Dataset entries
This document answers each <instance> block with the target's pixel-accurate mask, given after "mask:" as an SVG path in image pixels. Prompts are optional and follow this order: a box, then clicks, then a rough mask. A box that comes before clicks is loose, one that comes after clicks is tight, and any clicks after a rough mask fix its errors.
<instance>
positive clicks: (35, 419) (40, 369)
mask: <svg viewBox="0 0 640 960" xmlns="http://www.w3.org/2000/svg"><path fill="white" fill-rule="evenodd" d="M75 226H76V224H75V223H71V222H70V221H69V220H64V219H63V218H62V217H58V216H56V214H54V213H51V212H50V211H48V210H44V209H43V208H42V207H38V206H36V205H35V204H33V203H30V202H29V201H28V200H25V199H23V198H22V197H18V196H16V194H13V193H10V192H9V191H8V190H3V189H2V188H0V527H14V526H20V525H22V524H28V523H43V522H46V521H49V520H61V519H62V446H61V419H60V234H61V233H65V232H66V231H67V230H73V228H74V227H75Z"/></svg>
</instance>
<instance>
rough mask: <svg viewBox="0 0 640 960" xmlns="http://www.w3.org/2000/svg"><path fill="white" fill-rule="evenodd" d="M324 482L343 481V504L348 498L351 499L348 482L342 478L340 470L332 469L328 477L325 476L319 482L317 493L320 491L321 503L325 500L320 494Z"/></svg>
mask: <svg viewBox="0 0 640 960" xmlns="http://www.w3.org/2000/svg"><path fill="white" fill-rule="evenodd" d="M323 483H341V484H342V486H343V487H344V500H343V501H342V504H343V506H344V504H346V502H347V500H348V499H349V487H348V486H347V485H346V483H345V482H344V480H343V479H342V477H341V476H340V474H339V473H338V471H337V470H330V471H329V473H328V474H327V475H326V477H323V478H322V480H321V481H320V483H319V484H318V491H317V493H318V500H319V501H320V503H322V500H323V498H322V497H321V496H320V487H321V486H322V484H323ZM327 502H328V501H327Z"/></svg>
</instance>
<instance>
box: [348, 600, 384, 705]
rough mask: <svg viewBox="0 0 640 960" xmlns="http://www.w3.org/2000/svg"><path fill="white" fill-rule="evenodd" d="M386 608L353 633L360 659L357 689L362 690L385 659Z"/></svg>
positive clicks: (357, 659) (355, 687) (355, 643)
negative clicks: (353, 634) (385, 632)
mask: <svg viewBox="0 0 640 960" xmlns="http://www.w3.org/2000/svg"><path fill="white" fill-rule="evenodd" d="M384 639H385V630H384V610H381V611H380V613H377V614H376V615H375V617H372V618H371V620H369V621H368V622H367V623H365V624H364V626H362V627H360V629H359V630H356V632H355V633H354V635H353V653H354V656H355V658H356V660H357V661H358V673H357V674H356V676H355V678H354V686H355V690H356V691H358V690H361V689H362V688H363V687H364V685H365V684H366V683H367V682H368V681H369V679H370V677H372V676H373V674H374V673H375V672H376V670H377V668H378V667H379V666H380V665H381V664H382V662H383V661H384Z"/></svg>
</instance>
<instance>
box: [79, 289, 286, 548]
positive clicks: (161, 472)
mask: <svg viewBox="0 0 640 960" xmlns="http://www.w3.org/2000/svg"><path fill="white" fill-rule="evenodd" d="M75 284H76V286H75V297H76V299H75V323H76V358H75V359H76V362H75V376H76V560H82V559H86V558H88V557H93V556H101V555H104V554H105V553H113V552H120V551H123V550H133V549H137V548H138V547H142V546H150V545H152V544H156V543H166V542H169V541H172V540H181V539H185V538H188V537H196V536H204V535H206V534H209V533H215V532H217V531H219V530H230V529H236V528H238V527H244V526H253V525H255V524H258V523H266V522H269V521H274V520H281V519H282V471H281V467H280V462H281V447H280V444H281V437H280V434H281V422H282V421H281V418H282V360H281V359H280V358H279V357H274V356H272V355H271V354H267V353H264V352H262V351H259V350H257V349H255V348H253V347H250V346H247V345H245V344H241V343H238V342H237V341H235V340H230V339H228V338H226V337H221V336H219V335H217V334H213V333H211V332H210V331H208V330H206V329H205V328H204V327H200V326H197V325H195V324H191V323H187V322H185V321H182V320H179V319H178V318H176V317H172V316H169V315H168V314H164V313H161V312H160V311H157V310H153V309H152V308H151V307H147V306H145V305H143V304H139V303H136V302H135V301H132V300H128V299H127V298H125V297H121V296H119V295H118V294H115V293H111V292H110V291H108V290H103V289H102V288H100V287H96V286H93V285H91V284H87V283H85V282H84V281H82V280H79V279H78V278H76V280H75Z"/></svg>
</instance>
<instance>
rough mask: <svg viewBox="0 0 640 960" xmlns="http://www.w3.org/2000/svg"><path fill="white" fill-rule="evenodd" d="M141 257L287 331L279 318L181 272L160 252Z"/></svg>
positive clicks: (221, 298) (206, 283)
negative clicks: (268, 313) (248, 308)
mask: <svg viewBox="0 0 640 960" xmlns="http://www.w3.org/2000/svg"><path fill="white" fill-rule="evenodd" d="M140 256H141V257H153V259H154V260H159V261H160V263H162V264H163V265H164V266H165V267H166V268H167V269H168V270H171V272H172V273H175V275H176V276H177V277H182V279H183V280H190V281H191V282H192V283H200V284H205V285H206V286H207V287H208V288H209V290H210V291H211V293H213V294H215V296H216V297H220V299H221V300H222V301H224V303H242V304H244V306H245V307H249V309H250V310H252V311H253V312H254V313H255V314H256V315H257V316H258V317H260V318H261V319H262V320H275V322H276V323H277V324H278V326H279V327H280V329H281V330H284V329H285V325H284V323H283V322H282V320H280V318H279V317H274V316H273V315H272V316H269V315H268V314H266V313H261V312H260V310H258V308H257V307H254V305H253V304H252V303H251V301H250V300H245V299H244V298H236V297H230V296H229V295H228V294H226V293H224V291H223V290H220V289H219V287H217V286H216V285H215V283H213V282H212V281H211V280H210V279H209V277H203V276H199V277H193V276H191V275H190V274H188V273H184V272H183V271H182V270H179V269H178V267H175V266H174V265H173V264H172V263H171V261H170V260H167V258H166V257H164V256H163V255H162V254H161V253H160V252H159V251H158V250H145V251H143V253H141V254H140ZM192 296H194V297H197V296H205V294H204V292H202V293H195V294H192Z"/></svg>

The task ▸
Copy every record above exactly as it appears.

Response below ▸
This document answers each <instance> block with the target's pixel-accurate mask, given after "mask:" as an SVG path in image pixels. Prompts are optional and follow this order: a box, then clicks, then a rough mask. A box that comes before clicks is loose, one that comes after clicks is tight, and any clicks after a rough mask fix its errors.
<instance>
positive clicks: (35, 419) (40, 369)
mask: <svg viewBox="0 0 640 960" xmlns="http://www.w3.org/2000/svg"><path fill="white" fill-rule="evenodd" d="M75 226H76V224H75V223H71V222H70V221H69V220H64V219H63V218H62V217H58V216H56V214H54V213H51V212H50V211H48V210H44V209H43V208H42V207H38V206H36V205H35V204H33V203H30V202H29V201H28V200H25V199H23V198H22V197H18V196H16V194H13V193H10V192H9V191H8V190H3V189H2V188H0V527H14V526H20V525H22V524H28V523H43V522H46V521H49V520H61V519H62V446H61V419H60V234H61V233H65V232H66V231H67V230H73V228H74V227H75Z"/></svg>
</instance>
<instance>
rough mask: <svg viewBox="0 0 640 960" xmlns="http://www.w3.org/2000/svg"><path fill="white" fill-rule="evenodd" d="M324 482L343 481V504L348 498L351 499L348 482L342 478L340 470L332 469L328 477L325 476L319 482L317 493L320 491L321 503L325 500L320 494Z"/></svg>
mask: <svg viewBox="0 0 640 960" xmlns="http://www.w3.org/2000/svg"><path fill="white" fill-rule="evenodd" d="M323 483H341V484H342V486H343V487H344V500H343V501H342V504H343V506H344V504H346V502H347V500H348V499H349V487H348V486H347V485H346V483H345V482H344V480H343V479H342V477H341V476H340V474H339V473H338V471H337V470H330V471H329V473H328V474H327V475H326V477H323V478H322V480H321V481H320V483H319V484H318V491H317V493H318V500H319V501H320V503H322V500H323V498H322V497H321V496H320V487H321V486H322V484H323ZM327 502H328V501H327Z"/></svg>
</instance>
<instance>
box: [348, 600, 384, 705]
rough mask: <svg viewBox="0 0 640 960" xmlns="http://www.w3.org/2000/svg"><path fill="white" fill-rule="evenodd" d="M386 608L353 633L360 659L357 689L362 690L385 659Z"/></svg>
positive clicks: (357, 659) (355, 687) (355, 643)
negative clicks: (353, 634) (385, 632)
mask: <svg viewBox="0 0 640 960" xmlns="http://www.w3.org/2000/svg"><path fill="white" fill-rule="evenodd" d="M384 639H385V630H384V610H381V611H380V613H377V614H376V615H375V617H372V618H371V620H369V621H368V622H367V623H365V624H364V626H362V627H360V629H359V630H356V632H355V633H354V635H353V653H354V656H355V658H356V660H357V661H358V673H357V674H356V676H355V678H354V686H355V690H356V691H358V690H361V689H362V688H363V687H364V685H365V684H366V683H367V682H368V681H369V679H370V677H372V676H373V674H374V673H375V672H376V670H377V668H378V667H379V666H380V665H381V664H382V662H383V661H384Z"/></svg>
</instance>
<instance>
box: [79, 289, 286, 548]
positive clicks: (161, 472)
mask: <svg viewBox="0 0 640 960" xmlns="http://www.w3.org/2000/svg"><path fill="white" fill-rule="evenodd" d="M75 284H76V286H75V297H76V299H75V323H76V358H75V359H76V362H75V376H76V560H82V559H86V558H88V557H93V556H101V555H104V554H105V553H113V552H120V551H123V550H133V549H137V548H138V547H142V546H150V545H152V544H156V543H166V542H169V541H172V540H181V539H185V538H188V537H196V536H204V535H206V534H209V533H215V532H217V531H219V530H230V529H236V528H238V527H244V526H253V525H255V524H258V523H266V522H269V521H274V520H281V519H282V471H281V467H280V462H281V447H280V444H281V437H280V434H281V422H282V421H281V418H282V360H281V359H280V358H279V357H274V356H272V355H271V354H267V353H264V352H262V351H259V350H257V349H255V348H253V347H250V346H247V345H245V344H241V343H238V342H237V341H235V340H230V339H228V338H226V337H221V336H219V335H217V334H213V333H211V332H210V331H208V330H206V329H205V328H204V327H200V326H197V325H195V324H191V323H187V322H185V321H182V320H179V319H178V318H176V317H172V316H169V315H168V314H164V313H161V312H160V311H157V310H153V309H152V308H151V307H147V306H145V305H143V304H139V303H136V302H135V301H132V300H128V299H127V298H125V297H121V296H119V295H118V294H115V293H111V292H110V291H108V290H103V289H102V288H100V287H96V286H93V285H91V284H87V283H85V282H84V281H82V280H79V279H78V278H76V280H75Z"/></svg>
</instance>
<instance>
rough mask: <svg viewBox="0 0 640 960" xmlns="http://www.w3.org/2000/svg"><path fill="white" fill-rule="evenodd" d="M141 257L287 331L279 318L181 272L160 252Z"/></svg>
positive clicks: (221, 298) (206, 283)
negative clicks: (268, 313) (248, 308)
mask: <svg viewBox="0 0 640 960" xmlns="http://www.w3.org/2000/svg"><path fill="white" fill-rule="evenodd" d="M140 256H141V257H153V259H154V260H159V261H160V263H162V264H163V265H164V266H165V267H166V268H167V269H168V270H171V272H172V273H175V275H176V276H177V277H182V279H183V280H190V281H191V282H192V283H200V284H205V285H206V286H207V287H208V288H209V290H210V291H211V293H213V294H215V296H216V297H220V299H221V300H222V301H224V303H242V304H244V306H245V307H249V309H250V310H252V311H253V312H254V313H255V314H256V315H257V316H258V317H260V318H261V319H262V320H275V322H276V323H277V324H278V326H279V327H280V329H281V330H284V329H285V325H284V323H283V322H282V320H280V318H279V317H274V316H273V315H272V316H269V315H268V314H266V313H261V312H260V310H258V308H257V307H254V305H253V304H252V303H251V301H250V300H245V299H244V298H236V297H230V296H229V295H228V294H226V293H224V291H223V290H220V289H219V287H217V286H216V285H215V283H213V282H212V281H211V280H210V279H209V277H203V276H199V277H193V276H191V275H190V274H188V273H184V272H183V271H182V270H179V269H178V267H175V266H174V265H173V264H172V263H171V261H170V260H167V258H166V257H164V256H163V255H162V254H161V253H160V252H159V251H158V250H145V251H143V253H141V254H140ZM192 296H194V297H197V296H205V294H204V292H202V293H195V294H192Z"/></svg>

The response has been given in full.